Segment Open
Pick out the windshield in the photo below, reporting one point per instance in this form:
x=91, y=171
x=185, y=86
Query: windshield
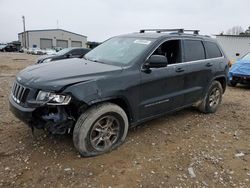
x=246, y=57
x=118, y=51
x=63, y=51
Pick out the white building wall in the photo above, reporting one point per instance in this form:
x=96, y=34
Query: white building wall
x=33, y=37
x=233, y=45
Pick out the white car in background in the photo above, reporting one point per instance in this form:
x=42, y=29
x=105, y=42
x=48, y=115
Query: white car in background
x=50, y=51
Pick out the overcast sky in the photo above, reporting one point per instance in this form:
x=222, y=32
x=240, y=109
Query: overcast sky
x=101, y=19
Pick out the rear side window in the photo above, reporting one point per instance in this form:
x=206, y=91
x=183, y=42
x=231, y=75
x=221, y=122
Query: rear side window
x=193, y=50
x=212, y=49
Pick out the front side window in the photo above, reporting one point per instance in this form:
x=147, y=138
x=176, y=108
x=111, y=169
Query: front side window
x=194, y=50
x=246, y=57
x=172, y=50
x=119, y=51
x=76, y=52
x=212, y=49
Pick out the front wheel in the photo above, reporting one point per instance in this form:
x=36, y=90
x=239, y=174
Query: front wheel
x=212, y=99
x=232, y=83
x=100, y=129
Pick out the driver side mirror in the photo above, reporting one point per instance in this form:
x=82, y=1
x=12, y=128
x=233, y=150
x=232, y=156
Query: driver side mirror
x=156, y=61
x=69, y=55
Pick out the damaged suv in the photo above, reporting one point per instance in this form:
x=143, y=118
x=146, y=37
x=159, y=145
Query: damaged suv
x=125, y=81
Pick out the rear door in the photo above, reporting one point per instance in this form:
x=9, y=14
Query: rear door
x=199, y=70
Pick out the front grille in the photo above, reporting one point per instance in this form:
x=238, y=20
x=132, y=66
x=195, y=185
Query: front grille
x=19, y=93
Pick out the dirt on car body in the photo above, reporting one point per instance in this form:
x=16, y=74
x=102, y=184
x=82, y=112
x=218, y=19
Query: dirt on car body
x=183, y=149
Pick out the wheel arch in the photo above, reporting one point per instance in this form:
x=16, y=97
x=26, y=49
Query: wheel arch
x=120, y=101
x=223, y=82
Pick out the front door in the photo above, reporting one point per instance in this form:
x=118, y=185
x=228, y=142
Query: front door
x=161, y=89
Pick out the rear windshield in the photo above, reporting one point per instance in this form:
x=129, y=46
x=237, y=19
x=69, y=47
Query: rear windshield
x=246, y=57
x=212, y=49
x=119, y=51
Segment Closed
* [Brief]: Your task is to copy exactly, and only, the lines from the line with "Query: front door" through the last line of the entries, both included.

* [Answer space]:
Query: front door
x=161, y=89
Pick out the rear windshield in the photo above, reporting one point per instance in this form:
x=129, y=46
x=237, y=19
x=69, y=47
Query: rear windshield
x=246, y=57
x=212, y=49
x=119, y=51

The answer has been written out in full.